**Required action:**
Every line below should be copied out exactly.

**Input records:**
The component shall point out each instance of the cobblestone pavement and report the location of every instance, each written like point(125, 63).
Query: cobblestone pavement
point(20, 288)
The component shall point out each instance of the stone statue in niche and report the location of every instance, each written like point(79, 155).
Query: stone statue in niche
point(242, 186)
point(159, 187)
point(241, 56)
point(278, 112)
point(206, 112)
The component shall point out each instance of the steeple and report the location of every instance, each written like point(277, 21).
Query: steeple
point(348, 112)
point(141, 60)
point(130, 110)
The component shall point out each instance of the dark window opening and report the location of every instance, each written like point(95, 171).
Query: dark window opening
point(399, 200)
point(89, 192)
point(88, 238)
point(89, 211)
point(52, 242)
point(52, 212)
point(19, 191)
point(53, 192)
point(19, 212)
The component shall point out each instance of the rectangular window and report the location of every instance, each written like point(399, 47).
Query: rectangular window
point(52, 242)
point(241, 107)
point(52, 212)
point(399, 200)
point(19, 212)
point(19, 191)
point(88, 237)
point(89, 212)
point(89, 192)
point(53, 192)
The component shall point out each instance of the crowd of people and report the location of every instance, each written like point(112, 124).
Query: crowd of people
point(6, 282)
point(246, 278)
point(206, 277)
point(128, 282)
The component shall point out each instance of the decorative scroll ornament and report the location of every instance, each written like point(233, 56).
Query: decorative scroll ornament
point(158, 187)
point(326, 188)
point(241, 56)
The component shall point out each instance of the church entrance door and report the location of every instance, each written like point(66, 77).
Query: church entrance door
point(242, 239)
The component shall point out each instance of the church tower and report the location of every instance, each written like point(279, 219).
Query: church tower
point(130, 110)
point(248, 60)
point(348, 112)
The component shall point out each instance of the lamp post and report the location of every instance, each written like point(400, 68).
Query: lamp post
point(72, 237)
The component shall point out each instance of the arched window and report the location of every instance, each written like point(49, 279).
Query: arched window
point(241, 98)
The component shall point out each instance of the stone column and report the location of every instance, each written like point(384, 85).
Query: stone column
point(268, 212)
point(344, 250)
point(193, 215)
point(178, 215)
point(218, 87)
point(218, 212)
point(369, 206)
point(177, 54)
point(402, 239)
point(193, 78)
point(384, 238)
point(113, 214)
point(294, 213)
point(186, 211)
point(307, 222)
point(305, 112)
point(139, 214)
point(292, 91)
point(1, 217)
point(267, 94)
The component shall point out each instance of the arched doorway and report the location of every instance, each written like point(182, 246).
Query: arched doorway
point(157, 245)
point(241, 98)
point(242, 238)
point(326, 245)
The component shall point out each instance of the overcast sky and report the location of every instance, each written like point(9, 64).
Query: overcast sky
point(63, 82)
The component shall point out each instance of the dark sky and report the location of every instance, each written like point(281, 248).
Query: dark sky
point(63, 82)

**Your response:**
The component shall point out each instance of the cobblestone pavement and report the location of every instance, each written like point(125, 63).
Query: cobblestone pavement
point(20, 288)
The component shall point out each instance of the stone statue in niche and report the location of every instance, each written like point(79, 155).
Query: stone statue in niche
point(242, 186)
point(159, 187)
point(241, 56)
point(278, 112)
point(206, 112)
The component shall point out each instance of the steeple and report the location of every instance, each written like point(277, 21).
Query: steeple
point(348, 112)
point(141, 60)
point(130, 110)
The component shall point out each instance of the dark window opening and report the location of every instance, each written like point(95, 171).
Query: dark window opening
point(399, 200)
point(89, 192)
point(88, 238)
point(89, 211)
point(52, 242)
point(52, 212)
point(19, 191)
point(53, 192)
point(19, 212)
The component shall point out each instance of the rectangular window and report the location of every instance, each written like point(399, 47).
Query: rectangular window
point(52, 242)
point(241, 107)
point(52, 212)
point(399, 200)
point(19, 212)
point(19, 191)
point(88, 237)
point(89, 212)
point(89, 192)
point(53, 192)
The component shall point out each instance of the crowd of people and report the location of every instance, each written like point(112, 124).
Query: crowd of people
point(6, 282)
point(246, 278)
point(206, 277)
point(128, 282)
The component shall point out each instance of the decorative scroll ornament and report the location of every instance, each written like point(233, 56).
Query: decorative scroll ornament
point(158, 187)
point(326, 188)
point(241, 56)
The component shall point out each instance of the church entrance door and report the location of every instance, each written like point(66, 77).
Query: church entrance door
point(242, 239)
The component shall point out each instance of the church tower and report the location of every instance, each written like point(279, 219).
Query: church tower
point(130, 110)
point(248, 60)
point(348, 112)
The component shall point out each instance of the lamp post and report the location of every instance, each written like point(400, 68).
Query: lamp post
point(72, 237)
The component shall point out each instance of the arched window and report the location of every instance, each written like point(49, 279).
Query: arched window
point(241, 98)
The component shall point out each instance of the stone column and report the location of every instance, each written like point(384, 85).
Query: stone column
point(268, 212)
point(344, 250)
point(193, 215)
point(178, 215)
point(218, 87)
point(218, 212)
point(369, 206)
point(177, 54)
point(402, 239)
point(193, 78)
point(384, 238)
point(113, 214)
point(294, 213)
point(186, 211)
point(307, 222)
point(305, 112)
point(139, 214)
point(292, 91)
point(1, 217)
point(267, 94)
The component shall point out each instance of the arched doorway and report the location of every instance, each written like point(182, 246).
Query: arched doorway
point(157, 245)
point(241, 98)
point(242, 238)
point(326, 245)
The component shall point out each instance of the overcast sky and report the location of every instance, each written like point(9, 64).
Query: overcast sky
point(63, 82)
The component shall point out each instance of the dark sky and report the location of every instance, each written like point(281, 248).
Query: dark sky
point(63, 82)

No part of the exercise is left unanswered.